▸ **Required task**
Print every one of the following records again, word for word and line by line, in their original order.
.....
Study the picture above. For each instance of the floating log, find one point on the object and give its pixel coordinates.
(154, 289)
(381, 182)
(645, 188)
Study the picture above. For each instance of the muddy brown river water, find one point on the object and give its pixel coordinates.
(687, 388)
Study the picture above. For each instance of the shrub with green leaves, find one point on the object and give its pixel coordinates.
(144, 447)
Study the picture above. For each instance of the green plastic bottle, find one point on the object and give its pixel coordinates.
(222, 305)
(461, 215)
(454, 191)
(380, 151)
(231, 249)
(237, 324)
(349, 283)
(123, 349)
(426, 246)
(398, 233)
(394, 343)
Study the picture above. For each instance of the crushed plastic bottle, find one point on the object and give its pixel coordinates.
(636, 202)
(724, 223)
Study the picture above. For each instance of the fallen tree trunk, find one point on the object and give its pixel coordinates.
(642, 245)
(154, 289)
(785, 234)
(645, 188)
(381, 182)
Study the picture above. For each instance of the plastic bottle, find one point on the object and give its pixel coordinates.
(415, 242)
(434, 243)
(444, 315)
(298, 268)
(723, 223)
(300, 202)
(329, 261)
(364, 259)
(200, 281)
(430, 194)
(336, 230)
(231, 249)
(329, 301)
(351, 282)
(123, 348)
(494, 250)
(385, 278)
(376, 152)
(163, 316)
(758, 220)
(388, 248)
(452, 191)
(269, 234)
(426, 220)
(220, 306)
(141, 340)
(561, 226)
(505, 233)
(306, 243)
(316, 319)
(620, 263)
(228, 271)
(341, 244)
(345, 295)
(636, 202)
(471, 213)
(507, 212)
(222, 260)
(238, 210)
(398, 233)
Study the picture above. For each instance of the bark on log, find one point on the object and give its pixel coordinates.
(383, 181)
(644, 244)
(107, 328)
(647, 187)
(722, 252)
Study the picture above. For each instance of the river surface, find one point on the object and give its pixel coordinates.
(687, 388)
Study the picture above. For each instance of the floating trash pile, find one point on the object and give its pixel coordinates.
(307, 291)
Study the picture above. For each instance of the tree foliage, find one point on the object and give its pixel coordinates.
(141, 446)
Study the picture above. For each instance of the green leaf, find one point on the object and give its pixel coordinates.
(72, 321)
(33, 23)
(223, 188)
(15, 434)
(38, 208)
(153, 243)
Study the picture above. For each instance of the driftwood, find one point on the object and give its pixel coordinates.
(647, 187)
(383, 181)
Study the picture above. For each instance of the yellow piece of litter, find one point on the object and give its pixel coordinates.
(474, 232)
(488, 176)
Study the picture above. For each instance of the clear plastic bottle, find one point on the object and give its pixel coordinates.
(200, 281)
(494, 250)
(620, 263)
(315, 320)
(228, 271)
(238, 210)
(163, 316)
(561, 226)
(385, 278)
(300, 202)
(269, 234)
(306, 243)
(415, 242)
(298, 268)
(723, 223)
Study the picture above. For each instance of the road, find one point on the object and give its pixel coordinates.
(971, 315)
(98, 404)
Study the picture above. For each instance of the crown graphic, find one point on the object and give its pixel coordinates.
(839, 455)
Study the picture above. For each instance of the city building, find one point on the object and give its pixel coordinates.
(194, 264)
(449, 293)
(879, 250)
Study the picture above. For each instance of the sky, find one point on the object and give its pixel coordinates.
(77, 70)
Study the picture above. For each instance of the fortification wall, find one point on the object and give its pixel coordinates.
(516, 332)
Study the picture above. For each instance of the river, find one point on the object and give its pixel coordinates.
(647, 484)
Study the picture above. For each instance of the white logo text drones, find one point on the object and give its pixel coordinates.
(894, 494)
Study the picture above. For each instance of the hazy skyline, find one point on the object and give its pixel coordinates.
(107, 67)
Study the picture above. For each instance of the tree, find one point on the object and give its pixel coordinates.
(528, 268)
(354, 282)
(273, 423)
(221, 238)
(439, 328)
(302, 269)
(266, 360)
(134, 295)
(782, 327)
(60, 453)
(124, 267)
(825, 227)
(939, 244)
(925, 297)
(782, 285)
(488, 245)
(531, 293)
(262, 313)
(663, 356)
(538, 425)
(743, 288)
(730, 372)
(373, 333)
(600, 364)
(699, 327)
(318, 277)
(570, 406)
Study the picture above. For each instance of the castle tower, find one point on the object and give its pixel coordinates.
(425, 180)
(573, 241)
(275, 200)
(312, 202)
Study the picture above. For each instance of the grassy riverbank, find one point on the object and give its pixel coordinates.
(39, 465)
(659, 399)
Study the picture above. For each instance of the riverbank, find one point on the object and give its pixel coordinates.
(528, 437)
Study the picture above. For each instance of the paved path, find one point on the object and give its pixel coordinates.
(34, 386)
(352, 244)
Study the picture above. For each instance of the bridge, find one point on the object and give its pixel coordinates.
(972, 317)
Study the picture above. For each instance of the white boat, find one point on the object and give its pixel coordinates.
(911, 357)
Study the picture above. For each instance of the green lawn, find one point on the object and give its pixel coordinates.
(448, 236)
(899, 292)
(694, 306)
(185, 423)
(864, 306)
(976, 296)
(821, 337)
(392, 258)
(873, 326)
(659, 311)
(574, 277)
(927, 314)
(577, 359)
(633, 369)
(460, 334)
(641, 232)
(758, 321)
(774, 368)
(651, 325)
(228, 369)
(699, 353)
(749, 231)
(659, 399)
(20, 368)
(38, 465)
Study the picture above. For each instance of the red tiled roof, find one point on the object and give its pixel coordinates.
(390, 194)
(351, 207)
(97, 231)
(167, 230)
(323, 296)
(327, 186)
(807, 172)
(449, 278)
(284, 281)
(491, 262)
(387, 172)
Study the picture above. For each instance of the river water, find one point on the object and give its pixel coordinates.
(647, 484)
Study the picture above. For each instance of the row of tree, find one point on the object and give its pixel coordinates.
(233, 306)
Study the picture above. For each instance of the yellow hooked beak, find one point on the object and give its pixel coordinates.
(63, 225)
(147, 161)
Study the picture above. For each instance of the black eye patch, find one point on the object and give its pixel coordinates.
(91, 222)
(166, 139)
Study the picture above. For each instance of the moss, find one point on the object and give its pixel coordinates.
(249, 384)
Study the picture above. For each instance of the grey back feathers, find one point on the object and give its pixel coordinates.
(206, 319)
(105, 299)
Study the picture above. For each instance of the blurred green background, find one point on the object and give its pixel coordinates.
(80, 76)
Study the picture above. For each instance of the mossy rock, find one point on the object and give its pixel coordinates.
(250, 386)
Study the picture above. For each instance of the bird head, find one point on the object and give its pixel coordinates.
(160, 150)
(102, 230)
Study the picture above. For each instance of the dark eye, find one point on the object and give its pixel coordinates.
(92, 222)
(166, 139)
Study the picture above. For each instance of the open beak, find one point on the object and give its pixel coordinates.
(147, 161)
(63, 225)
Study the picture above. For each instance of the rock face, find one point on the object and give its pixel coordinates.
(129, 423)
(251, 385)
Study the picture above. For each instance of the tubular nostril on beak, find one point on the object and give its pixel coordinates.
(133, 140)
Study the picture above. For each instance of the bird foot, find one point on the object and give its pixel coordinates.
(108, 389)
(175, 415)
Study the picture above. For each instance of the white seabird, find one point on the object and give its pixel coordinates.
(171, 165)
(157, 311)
.....
▸ **Reply to the task**
Study the picture above. For each instance of the floating log, find one point on the object and give its pixel coordinates.
(154, 289)
(381, 182)
(645, 188)
Study the picture above. For each instance of the muddy brown river water, find one point on the object and give its pixel coordinates.
(687, 388)
Study the picture above. For each instance of the shrub with green leaves, find one point on the object and give its pixel coordinates.
(144, 447)
Study the picture above. For each instance of the green plastic bottle, find one point on the object and give its pixel coordinates.
(222, 305)
(461, 215)
(454, 191)
(380, 151)
(231, 249)
(237, 324)
(349, 283)
(123, 349)
(426, 246)
(398, 233)
(394, 343)
Study the picture above. For each instance of the crushed plastic bottle, find one point on the object and give its pixel coordinates.
(636, 202)
(724, 223)
Study the picture above. For each instance of the fallen tree trunk, find one point on the object and give its pixel coordinates.
(642, 245)
(154, 289)
(785, 234)
(645, 188)
(381, 182)
Study the picture above. For each instance of the plastic bottle, find one point on the object and give its pixel coordinates.
(415, 242)
(434, 243)
(444, 315)
(298, 268)
(723, 223)
(300, 202)
(329, 261)
(364, 259)
(200, 281)
(430, 194)
(336, 230)
(231, 249)
(329, 301)
(351, 282)
(123, 348)
(494, 250)
(385, 278)
(376, 152)
(163, 316)
(758, 220)
(388, 248)
(452, 191)
(269, 234)
(426, 220)
(220, 306)
(141, 340)
(561, 226)
(505, 233)
(306, 243)
(316, 319)
(620, 263)
(228, 271)
(341, 244)
(345, 295)
(636, 202)
(471, 213)
(507, 212)
(222, 260)
(238, 210)
(398, 233)
Study the picture above. For each instance of the bark on log, find one point on the object and give its pixel coordinates.
(383, 181)
(644, 244)
(107, 328)
(647, 187)
(722, 252)
Study the picture above. For each instance of the river surface, find one point on the object and give its pixel coordinates.
(687, 388)
Study the picture above. For each instance of the floating trash pile, find one point on the object and give its pixel coordinates.
(307, 291)
Study the picture above. For each instance of the tree foliage, find one point on the object and give its pixel coordinates.
(141, 446)
Study the picture above. For each instance of the green leaf, find one point on the object and give its pixel coordinates.
(72, 321)
(33, 23)
(223, 188)
(15, 434)
(38, 208)
(153, 243)
Study the picture above. For each instance of the driftwood, find one point on the object and give its pixel coordinates.
(647, 187)
(383, 181)
Study the picture above. For each instance of the yellow piece of litter, find one point on the object and give its pixel coordinates.
(474, 232)
(488, 176)
Study the picture above. For each instance of the clear plastic bottle, find one point on the object and give its pixel coordinates.
(200, 281)
(494, 250)
(620, 263)
(315, 320)
(228, 271)
(238, 210)
(163, 316)
(561, 226)
(385, 278)
(300, 202)
(269, 234)
(306, 243)
(415, 242)
(298, 268)
(723, 223)
Study the picture above. For each instance of the road, find one point on the object and give its pixel coordinates.
(971, 315)
(98, 404)
Study the picture above. For each instance of the crown graphic, find one point on the object and give its pixel coordinates.
(839, 455)
Study the picture above. For each instance of the city building, find one point on the object and give its pixel coordinates.
(194, 264)
(449, 293)
(879, 250)
Study the picture above. For each instance of the sky, find one point on the object and give its pixel coordinates.
(77, 70)
Study the picture above. For each instance of the fortification wall, find one point on the object and give its pixel coordinates.
(516, 332)
Study the picture above. For each instance of the river, find one point on the object and give its pixel coordinates.
(647, 484)
Study the picture above. For each instance of the white logo text drones, find one point on the object and give its pixel coordinates.
(894, 494)
Study the picture above. For each instance of the hazy skyline, find one point on the object and give its pixel coordinates.
(107, 67)
Study the picture above. For each instance of the tree, find one point on the object and give its pixel coordinates.
(528, 268)
(354, 282)
(273, 423)
(221, 238)
(439, 328)
(302, 269)
(266, 360)
(134, 295)
(782, 327)
(60, 453)
(124, 267)
(825, 227)
(939, 244)
(925, 297)
(782, 285)
(488, 245)
(531, 293)
(262, 313)
(663, 356)
(538, 425)
(743, 288)
(730, 372)
(373, 333)
(600, 364)
(699, 327)
(318, 277)
(570, 406)
Study the picture above. For each instance of the castle tower, find one point on the object and give its pixel coordinates.
(425, 180)
(573, 241)
(275, 200)
(312, 202)
Study the picture above. For each instance of the grassy riverbank, find one point on the object and give its pixel coordinates.
(39, 465)
(659, 399)
Study the picture above. For each instance of the riverbank, find one point on the object and give its pixel coordinates.
(528, 437)
Study the picture above. For each instance of the paved path, find one point on the object and give its pixel coordinates.
(34, 386)
(352, 244)
Study the picture above. For each instance of the bridge, find one point on the object and give its pixel coordinates.
(972, 317)
Study the picture above. For each instance of the white boat, find one point on the object and give its pixel coordinates.
(911, 357)
Study the picture above. For each instance of the green lawn, find one point on the object and give its pixel coordinates.
(448, 236)
(899, 292)
(694, 306)
(185, 423)
(864, 306)
(976, 296)
(821, 337)
(392, 258)
(873, 326)
(659, 311)
(574, 277)
(927, 314)
(577, 359)
(633, 369)
(460, 334)
(641, 232)
(758, 321)
(774, 368)
(651, 325)
(228, 369)
(699, 353)
(749, 231)
(659, 399)
(20, 368)
(38, 465)
Study the picture above. For each instance of the red tiled roof, find one point on the object and give its pixel coordinates.
(390, 194)
(351, 207)
(97, 231)
(167, 230)
(323, 296)
(327, 186)
(807, 172)
(449, 278)
(284, 281)
(491, 262)
(387, 172)
Study the picture above. For each instance of the river water, find one point on the object and give its pixel coordinates.
(647, 484)
Study the picture above. For each instance of the row of tree, find one point on the object and give its pixel coordinates.
(233, 306)
Study the picture above. For each instance of the yellow hooked beak, find one point on the object and give its pixel coordinates.
(63, 225)
(147, 161)
Study the picture above. For each instance of the black eye patch, find one point on the object and give its pixel coordinates.
(91, 222)
(166, 139)
Study the picture above. For each instance of the moss, find one point on the object and give its pixel coordinates.
(249, 384)
Study the picture above. For each instance of the grey back feathers, find one point on the object and give its pixel coordinates.
(206, 319)
(105, 299)
Study the picture above. For each instance of the blurred green background, find one point on the object and give its pixel coordinates.
(80, 76)
Study the picture above. For each instance of the mossy rock, find one point on the object and give its pixel coordinates.
(250, 386)
Study the picture above. For each instance of the bird head, find one point on the object and give its pixel coordinates.
(160, 150)
(102, 230)
Study the picture above. For each instance of the dark eye, find one point on the object and give its pixel coordinates.
(92, 222)
(166, 139)
Study the picture above. For each instance of the open beak, find one point on the object and give its pixel coordinates.
(147, 161)
(63, 225)
Study the picture above. For each instance of the rock face, find one point on the object and give its pixel coordinates.
(129, 423)
(251, 385)
Study the picture above. For each instance of the tubular nostril on beak, find one point on the object and give its pixel coordinates.
(133, 140)
Study the picture above. For each instance of the bird foot, find one point on the object and give its pixel coordinates.
(108, 389)
(175, 415)
Study the picture above. For each instance of the white seabird, find one point on the object and give its pixel coordinates.
(171, 165)
(157, 311)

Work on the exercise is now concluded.